> [STATED PROBLEM]:
Scale and rewrite the stretch of the listing from the line containing "Question. Mark every instance of the hazy" through the line containing "x=322 y=164", both included. Keep every line, requests and their sample forms unchanged, and multiply each answer coordinate by 0.9, rounding to whole numbers with halves rounded up.

Entries from a pointing dataset:
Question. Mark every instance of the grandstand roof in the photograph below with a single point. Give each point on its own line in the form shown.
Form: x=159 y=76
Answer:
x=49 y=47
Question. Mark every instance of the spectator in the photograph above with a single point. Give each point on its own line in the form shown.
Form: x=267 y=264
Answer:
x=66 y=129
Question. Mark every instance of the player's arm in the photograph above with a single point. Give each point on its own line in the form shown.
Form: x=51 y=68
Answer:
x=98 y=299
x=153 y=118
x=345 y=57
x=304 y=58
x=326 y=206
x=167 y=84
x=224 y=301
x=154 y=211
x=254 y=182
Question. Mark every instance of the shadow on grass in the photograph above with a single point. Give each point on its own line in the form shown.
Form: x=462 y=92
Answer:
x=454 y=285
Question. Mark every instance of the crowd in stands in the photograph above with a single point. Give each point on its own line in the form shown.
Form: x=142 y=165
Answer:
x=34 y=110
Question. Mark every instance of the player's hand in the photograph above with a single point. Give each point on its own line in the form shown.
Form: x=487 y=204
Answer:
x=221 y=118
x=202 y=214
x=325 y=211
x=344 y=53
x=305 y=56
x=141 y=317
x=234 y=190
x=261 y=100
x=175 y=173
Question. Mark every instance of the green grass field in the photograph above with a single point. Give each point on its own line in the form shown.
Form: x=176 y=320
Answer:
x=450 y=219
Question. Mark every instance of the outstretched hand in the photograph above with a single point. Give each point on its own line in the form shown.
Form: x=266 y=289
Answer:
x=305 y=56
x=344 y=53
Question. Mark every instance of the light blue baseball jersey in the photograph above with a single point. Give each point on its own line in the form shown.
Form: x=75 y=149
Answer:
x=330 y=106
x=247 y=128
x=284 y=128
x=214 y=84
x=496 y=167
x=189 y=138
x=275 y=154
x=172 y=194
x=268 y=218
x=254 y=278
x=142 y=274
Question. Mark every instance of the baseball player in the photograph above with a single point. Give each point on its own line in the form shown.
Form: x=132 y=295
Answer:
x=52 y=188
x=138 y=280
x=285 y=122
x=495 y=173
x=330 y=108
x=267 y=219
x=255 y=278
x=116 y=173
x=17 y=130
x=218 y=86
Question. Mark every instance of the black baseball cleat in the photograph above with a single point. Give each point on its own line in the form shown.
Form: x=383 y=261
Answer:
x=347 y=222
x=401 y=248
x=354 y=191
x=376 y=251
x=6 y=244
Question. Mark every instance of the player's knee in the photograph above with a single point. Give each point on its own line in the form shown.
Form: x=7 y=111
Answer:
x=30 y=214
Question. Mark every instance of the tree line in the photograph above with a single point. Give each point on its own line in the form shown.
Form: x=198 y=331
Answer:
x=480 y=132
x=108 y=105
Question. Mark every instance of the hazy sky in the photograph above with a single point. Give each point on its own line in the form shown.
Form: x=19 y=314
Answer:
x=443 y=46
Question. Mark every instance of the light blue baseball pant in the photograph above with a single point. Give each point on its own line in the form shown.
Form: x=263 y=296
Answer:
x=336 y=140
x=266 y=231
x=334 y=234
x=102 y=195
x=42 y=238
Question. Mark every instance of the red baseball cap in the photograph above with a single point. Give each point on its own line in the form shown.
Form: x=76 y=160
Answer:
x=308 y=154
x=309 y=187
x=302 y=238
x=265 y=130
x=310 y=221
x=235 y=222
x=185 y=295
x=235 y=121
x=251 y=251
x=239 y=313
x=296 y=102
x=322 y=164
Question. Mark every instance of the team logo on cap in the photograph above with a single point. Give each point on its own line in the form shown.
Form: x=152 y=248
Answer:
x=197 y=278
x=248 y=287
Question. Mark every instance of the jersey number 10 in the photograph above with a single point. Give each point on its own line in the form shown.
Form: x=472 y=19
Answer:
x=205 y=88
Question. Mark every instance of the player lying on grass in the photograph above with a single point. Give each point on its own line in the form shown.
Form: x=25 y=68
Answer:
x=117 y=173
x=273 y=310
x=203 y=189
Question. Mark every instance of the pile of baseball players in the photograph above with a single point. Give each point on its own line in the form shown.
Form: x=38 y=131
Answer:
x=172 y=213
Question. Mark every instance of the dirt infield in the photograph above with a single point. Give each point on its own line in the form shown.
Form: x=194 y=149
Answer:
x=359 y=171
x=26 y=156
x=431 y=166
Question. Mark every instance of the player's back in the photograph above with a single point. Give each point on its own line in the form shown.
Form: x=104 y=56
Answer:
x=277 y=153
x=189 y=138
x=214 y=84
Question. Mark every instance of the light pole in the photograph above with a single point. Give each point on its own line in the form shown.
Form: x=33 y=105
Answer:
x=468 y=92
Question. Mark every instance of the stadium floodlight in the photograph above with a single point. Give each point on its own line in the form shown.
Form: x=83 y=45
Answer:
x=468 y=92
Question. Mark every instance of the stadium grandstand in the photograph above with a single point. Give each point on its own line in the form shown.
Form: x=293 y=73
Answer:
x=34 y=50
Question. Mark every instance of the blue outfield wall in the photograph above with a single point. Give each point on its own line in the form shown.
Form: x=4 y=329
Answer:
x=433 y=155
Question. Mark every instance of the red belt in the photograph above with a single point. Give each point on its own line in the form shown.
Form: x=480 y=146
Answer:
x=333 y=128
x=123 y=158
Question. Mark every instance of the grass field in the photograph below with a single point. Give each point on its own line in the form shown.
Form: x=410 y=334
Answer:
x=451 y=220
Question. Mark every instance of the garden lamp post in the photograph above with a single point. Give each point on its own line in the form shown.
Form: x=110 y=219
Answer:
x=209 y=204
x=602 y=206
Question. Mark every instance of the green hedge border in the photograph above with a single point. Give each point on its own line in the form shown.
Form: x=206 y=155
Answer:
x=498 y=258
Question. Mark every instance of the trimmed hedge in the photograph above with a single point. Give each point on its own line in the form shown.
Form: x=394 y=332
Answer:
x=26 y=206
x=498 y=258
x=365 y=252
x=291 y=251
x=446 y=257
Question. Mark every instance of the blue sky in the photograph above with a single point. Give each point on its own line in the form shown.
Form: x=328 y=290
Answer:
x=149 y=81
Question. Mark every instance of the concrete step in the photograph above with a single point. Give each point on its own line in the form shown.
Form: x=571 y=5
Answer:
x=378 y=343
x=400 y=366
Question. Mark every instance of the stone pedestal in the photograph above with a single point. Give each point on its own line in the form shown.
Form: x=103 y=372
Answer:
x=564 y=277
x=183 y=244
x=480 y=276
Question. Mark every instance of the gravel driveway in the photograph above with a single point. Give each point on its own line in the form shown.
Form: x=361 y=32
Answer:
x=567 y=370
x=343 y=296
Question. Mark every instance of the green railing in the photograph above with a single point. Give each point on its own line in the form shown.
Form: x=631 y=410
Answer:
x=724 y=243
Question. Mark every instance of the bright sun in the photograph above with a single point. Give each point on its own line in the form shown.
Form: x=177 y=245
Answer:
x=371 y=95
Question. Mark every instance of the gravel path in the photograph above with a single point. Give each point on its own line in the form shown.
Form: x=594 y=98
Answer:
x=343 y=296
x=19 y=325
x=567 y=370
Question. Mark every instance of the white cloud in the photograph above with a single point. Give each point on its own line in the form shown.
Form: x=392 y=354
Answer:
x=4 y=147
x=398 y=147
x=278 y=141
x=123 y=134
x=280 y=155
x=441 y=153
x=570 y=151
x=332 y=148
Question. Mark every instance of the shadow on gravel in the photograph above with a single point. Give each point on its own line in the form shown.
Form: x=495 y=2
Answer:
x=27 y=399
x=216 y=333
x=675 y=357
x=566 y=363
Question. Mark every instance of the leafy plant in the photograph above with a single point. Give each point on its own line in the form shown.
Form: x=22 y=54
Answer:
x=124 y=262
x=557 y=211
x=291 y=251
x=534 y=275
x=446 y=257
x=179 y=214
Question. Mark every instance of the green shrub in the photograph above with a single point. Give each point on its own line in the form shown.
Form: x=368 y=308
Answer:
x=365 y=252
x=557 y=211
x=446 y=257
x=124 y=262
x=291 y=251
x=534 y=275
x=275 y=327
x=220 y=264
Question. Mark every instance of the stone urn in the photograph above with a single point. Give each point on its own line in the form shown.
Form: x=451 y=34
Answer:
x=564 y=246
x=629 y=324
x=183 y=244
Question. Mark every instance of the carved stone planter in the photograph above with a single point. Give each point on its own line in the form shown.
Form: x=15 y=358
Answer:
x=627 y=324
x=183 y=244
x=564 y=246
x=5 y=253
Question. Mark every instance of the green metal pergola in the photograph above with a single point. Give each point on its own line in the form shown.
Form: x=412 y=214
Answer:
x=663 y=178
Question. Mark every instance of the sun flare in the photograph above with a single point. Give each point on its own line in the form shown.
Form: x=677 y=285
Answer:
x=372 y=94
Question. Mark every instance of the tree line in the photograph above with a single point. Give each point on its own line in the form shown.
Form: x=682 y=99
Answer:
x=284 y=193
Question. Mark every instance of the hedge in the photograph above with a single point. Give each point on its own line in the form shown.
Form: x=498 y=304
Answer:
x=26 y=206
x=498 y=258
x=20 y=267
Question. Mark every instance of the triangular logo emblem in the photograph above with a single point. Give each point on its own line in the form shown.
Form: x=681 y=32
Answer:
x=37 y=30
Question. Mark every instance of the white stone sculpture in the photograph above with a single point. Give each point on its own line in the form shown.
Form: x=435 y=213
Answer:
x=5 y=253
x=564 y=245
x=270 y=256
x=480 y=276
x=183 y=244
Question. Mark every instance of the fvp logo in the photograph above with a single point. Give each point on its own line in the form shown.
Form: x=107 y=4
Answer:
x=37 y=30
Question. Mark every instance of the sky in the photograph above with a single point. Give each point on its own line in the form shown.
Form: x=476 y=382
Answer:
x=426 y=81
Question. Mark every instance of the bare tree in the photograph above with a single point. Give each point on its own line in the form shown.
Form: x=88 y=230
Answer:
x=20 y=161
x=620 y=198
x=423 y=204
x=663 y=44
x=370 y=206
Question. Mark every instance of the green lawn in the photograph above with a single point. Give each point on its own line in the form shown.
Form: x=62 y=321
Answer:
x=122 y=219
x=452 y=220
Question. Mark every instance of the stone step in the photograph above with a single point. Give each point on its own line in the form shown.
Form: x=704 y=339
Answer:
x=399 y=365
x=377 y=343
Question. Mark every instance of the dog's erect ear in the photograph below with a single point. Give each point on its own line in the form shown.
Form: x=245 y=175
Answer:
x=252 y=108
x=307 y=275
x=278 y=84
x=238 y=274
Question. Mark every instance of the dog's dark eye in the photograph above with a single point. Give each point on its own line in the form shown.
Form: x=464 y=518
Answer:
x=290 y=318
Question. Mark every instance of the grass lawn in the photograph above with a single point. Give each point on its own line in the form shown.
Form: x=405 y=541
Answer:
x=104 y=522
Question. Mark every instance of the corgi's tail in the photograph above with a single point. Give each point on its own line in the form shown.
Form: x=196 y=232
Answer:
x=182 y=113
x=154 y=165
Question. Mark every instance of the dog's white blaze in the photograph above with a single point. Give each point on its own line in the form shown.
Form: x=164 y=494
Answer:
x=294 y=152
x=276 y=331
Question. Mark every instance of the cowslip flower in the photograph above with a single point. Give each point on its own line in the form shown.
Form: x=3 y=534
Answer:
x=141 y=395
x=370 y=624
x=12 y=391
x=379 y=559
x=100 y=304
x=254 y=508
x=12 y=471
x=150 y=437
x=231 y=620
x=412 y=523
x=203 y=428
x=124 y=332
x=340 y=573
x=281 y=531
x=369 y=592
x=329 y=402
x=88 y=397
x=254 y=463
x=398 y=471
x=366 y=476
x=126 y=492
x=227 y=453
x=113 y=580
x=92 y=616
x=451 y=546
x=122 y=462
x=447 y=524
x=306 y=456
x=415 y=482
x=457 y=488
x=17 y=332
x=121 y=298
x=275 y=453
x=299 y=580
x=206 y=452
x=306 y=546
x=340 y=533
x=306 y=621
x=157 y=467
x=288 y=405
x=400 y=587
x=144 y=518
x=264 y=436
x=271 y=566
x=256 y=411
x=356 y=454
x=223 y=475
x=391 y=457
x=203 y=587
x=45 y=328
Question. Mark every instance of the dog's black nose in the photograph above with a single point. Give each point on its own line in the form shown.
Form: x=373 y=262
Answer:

> [PROBLEM SOLUTION]:
Question. Mark every instance of the hazy sky in the photograph above with a single point. Give each point on its own line in the form shown.
Form: x=19 y=314
Answer:
x=399 y=41
Question. Mark every instance of the light blue baseball pant in the photograph above with a single point. Give each point on its own line in the form shown.
Form: x=263 y=296
Answer:
x=302 y=126
x=239 y=208
x=301 y=211
x=92 y=176
x=38 y=214
Question. Mark every instance of the red baseball cap in the photograph above with a single point. Give each point on its own line in the form shown.
Form: x=76 y=160
Answer:
x=277 y=139
x=278 y=168
x=272 y=214
x=239 y=117
x=279 y=199
x=212 y=200
x=167 y=266
x=212 y=109
x=226 y=226
x=215 y=282
x=266 y=92
x=290 y=148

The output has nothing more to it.